▶ Passage:
BEGIN
330 Matching Annotations
  1. Aug 2023
    1. T9 (text prediction):generative AI::handgun:machine gun

      Link to: https://hypothes.is/a/n6wXvkeNEe6DOFexaCD-Qg

    2. Some may not realize it yet, but the shift in technology represented by ChatGPT is just another small evolution in the chain of predictive text with the realms of information theory and corpus linguistics.

      Claude Shannon's work along with Warren Weaver's introduction in The Mathematical Theory of Communication (1948), shows some of the predictive structure of written communication. This is potentially better underlined for the non-mathematician in John R. Pierce's book An Introduction to Information Theory: Symbols, Signals and Noise (1961) in which discusses how one can do a basic analysis of written English to discover that "e" is the most prolific letter or to predict which letters are more likely to come after other letters. The mathematical structures have interesting consequences like the fact that crossword puzzles are only possible because of the repetitive nature of the English language or that one can use the editor's notation "TK" (usually meaning facts or date To Come) in writing their papers to make it easy to find missing information prior to publication because the statistical existence of the letter combination T followed by K is exceptionally rare and the only appearances of it in long documents are almost assuredly areas which need to be double checked for data or accuracy.

      Cell phone manufacturers took advantage of the lower levels of this mathematical predictability to create T9 predictive text in early mobile phone technology. This functionality is still used in current cell phones to help speed up our texting abilities. The difference between then and now is that almost everyone takes the predictive magic for granted.
END
▶ Exercise instructions:
1. List every person named in the predictive-text annotations.
2. Carry on writing the predictive-text annotations from the point where they stop.

▶ Dataset section:
BEGIN
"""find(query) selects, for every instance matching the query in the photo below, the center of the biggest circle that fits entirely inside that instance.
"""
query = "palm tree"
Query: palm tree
END
▶ Set of answers:
1. Claude Shannon, Warren Weaver, John R. Pierce

2.
      As anyone with "fat fingers" can attest, your phone doesn't always type out exactly what you mean which can result in autocorrect mistakes (see: DYAC (Damn You AutoCorrect)) of varying levels of frustration or hilarity. This means that when texting, one needs to carefully double check their work before sending their text or social media posts or risk sending their messages to Grand Master Flash instead of Grandma.

      The evolution in technology effected by larger amounts of storage, faster processing speeds, and more text to study means that we've gone beyond the level of predicting a single word or two ahead of what you intend to text, but now we're predicting whole sentences and even paragraphs which make sense within a context. ChatGPT means that one can generate whole sections of text which will likely make some sense.

      Sadly, as we know from our T9 experience, this massive jump in predictability doesn't mean that ChatGPT or other predictive artificial intelligence tools are "magically" correct! In fact, quite often they're wrong or will predict nonsense, a phenomenon known as AI hallucination. Just as with T9, we need to take even more time and effort to not only spell check the outputs from the machine, but now we may need to check for the appropriateness of style as well as factual substance!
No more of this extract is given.